YOUR TASK: Present the data below as a Markdown table with the columns Row and Data line, running from the line with "the overcast sky" to the line with "[(369, 295), (215, 301)]", both lines included. Number each row and leave out blank lines.

RECORD SET:
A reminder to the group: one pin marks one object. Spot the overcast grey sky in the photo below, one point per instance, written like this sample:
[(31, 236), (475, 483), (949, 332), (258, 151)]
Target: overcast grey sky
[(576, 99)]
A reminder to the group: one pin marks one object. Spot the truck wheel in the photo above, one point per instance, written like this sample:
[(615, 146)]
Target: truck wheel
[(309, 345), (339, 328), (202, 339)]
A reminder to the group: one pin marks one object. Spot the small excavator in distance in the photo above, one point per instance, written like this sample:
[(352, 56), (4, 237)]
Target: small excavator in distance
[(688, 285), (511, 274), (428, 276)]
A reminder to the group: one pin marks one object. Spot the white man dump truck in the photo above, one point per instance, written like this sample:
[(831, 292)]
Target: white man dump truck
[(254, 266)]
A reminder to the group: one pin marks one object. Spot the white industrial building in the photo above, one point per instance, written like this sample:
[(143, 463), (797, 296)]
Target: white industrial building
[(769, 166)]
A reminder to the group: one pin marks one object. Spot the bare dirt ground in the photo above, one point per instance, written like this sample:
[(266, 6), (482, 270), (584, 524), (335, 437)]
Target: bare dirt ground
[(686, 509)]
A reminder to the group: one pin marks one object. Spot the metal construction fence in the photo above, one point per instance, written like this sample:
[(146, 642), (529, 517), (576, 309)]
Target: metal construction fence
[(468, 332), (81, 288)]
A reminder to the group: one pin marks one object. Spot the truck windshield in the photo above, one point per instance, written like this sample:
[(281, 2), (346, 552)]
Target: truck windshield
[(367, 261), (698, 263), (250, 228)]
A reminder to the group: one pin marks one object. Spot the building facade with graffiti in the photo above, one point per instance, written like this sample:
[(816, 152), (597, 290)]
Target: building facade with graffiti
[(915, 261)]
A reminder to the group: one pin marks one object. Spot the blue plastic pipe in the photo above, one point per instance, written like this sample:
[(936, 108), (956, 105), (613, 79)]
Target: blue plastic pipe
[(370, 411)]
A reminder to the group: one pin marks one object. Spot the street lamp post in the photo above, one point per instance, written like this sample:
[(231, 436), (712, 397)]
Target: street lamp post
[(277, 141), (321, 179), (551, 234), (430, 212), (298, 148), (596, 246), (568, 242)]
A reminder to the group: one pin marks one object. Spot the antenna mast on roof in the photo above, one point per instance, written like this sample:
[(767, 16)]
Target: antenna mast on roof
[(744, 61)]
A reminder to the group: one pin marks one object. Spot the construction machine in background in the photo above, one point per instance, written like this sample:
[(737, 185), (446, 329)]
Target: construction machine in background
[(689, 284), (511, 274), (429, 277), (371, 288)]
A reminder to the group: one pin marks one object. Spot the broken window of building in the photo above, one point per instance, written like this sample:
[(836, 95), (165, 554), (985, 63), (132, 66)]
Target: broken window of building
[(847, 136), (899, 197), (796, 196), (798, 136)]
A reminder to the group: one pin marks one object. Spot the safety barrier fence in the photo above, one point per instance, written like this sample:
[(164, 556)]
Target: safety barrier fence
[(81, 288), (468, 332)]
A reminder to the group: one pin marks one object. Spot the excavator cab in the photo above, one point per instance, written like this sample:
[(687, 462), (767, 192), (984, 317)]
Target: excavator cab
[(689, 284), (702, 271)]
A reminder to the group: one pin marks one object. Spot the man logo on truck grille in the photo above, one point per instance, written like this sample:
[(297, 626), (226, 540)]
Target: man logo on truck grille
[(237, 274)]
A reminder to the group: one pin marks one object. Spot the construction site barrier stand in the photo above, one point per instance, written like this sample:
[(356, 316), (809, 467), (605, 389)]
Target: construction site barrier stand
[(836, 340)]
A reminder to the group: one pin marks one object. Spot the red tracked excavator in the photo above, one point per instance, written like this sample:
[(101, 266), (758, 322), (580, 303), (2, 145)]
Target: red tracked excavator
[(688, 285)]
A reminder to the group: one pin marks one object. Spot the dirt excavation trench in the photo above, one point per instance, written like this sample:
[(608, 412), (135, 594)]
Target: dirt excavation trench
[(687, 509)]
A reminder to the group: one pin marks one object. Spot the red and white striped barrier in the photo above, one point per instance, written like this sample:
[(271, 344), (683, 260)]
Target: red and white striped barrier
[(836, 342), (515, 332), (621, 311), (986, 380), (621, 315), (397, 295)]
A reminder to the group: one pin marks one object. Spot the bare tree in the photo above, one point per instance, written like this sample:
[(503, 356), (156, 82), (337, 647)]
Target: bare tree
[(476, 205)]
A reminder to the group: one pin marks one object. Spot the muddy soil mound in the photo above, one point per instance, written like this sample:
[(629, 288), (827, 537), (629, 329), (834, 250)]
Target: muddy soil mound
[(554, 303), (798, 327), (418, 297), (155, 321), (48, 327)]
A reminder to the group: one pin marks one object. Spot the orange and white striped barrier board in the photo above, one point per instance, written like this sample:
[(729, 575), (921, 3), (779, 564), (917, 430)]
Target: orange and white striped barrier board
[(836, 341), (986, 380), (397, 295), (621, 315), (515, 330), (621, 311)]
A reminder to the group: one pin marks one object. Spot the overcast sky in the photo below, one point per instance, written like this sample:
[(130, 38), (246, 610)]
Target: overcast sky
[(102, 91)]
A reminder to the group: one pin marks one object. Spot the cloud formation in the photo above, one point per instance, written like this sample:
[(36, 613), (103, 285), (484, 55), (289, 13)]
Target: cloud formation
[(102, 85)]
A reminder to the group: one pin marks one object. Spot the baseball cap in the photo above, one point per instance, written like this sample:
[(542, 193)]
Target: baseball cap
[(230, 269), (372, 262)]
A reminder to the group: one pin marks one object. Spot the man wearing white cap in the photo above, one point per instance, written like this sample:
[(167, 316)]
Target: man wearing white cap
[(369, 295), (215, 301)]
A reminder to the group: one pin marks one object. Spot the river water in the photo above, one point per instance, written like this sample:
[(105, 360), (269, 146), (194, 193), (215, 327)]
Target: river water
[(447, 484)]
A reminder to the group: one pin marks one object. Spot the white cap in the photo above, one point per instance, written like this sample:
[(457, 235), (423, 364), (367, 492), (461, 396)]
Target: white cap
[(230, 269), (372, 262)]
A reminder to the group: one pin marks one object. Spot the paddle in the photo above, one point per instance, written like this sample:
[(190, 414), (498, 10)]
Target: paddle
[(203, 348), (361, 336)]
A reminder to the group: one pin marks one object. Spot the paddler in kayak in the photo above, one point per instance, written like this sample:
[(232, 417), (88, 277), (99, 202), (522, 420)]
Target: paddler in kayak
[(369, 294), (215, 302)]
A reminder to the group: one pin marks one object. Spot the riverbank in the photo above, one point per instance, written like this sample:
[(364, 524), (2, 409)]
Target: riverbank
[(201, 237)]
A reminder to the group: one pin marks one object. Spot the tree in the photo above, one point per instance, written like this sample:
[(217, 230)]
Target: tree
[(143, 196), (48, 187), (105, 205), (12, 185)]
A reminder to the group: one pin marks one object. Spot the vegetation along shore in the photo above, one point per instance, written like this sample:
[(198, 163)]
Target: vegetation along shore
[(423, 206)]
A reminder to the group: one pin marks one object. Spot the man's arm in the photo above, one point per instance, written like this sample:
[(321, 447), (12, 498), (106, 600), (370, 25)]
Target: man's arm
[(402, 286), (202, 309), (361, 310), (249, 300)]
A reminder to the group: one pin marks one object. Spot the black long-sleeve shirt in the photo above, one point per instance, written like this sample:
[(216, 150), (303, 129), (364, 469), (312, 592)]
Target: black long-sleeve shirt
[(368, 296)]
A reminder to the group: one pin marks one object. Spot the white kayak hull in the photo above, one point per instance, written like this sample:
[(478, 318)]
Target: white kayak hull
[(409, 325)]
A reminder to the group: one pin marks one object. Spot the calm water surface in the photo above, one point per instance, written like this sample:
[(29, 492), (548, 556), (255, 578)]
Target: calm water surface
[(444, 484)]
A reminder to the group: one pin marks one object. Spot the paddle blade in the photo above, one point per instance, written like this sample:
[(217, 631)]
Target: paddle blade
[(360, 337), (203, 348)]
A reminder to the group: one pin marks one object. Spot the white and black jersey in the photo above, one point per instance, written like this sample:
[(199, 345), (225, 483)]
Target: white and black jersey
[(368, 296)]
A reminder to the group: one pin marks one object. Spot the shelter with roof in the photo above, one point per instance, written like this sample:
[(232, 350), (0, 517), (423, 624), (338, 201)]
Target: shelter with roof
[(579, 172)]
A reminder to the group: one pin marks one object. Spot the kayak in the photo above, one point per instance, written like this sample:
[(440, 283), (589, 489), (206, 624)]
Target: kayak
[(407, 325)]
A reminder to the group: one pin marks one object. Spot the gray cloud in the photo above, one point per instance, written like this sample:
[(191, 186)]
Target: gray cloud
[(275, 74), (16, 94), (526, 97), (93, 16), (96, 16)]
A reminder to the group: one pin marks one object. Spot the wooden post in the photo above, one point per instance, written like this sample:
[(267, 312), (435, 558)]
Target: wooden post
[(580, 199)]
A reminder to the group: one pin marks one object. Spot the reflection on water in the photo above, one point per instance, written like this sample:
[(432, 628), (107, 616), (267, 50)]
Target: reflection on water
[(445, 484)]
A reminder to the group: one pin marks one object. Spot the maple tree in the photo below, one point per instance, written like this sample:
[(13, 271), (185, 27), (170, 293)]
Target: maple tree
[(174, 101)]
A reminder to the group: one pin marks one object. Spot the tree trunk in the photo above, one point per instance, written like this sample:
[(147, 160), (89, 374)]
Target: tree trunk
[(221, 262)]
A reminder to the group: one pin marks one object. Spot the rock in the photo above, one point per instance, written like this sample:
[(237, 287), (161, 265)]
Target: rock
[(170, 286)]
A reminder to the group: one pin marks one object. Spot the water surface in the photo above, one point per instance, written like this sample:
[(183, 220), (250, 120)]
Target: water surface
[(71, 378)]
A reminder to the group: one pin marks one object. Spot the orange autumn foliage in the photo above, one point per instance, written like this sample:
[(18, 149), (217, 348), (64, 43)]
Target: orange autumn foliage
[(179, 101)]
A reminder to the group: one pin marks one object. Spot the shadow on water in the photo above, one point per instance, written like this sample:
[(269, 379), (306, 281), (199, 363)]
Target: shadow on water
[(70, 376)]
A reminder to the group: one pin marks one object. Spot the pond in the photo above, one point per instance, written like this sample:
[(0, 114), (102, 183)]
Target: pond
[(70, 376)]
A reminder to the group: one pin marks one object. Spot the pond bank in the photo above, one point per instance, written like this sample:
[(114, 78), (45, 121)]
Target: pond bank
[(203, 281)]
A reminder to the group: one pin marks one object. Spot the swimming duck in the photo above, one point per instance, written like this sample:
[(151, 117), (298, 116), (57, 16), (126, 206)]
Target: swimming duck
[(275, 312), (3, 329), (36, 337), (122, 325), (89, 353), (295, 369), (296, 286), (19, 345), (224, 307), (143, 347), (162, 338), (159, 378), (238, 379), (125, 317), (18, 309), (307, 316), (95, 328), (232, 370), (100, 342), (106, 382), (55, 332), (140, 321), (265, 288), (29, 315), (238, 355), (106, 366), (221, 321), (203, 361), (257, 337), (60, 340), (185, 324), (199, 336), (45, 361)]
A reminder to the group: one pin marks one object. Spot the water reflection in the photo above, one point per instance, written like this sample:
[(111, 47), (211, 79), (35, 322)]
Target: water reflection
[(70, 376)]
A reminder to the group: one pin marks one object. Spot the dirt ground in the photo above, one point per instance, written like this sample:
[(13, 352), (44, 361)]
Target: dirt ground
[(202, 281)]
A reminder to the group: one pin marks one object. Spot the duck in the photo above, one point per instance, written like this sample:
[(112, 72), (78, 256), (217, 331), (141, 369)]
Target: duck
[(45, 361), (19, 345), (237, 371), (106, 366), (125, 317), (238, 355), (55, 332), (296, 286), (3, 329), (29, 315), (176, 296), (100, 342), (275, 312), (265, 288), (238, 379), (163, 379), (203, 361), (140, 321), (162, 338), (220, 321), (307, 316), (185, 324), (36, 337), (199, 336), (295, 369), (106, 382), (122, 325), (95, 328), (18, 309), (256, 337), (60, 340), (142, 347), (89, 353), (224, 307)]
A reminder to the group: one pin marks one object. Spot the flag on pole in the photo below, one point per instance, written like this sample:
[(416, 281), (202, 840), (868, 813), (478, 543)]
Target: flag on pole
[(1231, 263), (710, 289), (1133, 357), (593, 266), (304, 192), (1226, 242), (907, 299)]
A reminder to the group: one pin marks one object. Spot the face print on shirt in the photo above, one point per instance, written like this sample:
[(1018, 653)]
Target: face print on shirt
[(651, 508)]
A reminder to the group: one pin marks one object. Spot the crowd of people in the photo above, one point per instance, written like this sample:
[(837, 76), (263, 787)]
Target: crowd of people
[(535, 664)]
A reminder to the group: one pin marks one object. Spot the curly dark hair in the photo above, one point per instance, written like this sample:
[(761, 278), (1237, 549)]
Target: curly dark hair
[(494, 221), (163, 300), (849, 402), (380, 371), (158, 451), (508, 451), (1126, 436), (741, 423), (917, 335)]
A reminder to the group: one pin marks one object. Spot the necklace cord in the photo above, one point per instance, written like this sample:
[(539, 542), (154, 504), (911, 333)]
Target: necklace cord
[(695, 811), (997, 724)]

SOLUTION BELOW:
| Row | Data line |
|---|---|
| 1 | A reminder to the group: one pin marks one object. Spot the overcast sky in the photo below, one point per instance, written like this sample: |
| 2 | [(130, 38), (246, 610)] |
| 3 | Target: overcast sky |
| 4 | [(102, 91)] |
| 5 | A reminder to the group: one pin marks one object. Spot the cloud formation in the photo above, one point per instance, written like this sample: |
| 6 | [(36, 613), (103, 285), (484, 55), (289, 13)] |
| 7 | Target: cloud formation |
| 8 | [(102, 85)] |
| 9 | A reminder to the group: one pin marks one object. Spot the baseball cap in the photo above, one point per instance, written like this sample: |
| 10 | [(542, 193)] |
| 11 | Target: baseball cap |
| 12 | [(230, 269), (372, 262)] |
| 13 | A reminder to the group: one pin marks one object. Spot the man wearing white cap in the photo above, one point per instance, written like this sample: |
| 14 | [(167, 316)] |
| 15 | Target: man wearing white cap |
| 16 | [(369, 295), (215, 301)] |